**ASSIGNED TASK:**
Below is a listing; return it in full, exactly as it appears.

**GIVEN RECORDS:**
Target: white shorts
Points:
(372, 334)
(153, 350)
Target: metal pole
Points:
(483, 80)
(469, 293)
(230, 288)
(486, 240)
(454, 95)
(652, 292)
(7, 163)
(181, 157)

**EXERCISE OUTPUT:**
Target: white shorts
Points:
(372, 334)
(153, 350)
Target: metal pole
Points:
(483, 80)
(469, 293)
(230, 288)
(486, 240)
(454, 95)
(652, 292)
(7, 163)
(181, 157)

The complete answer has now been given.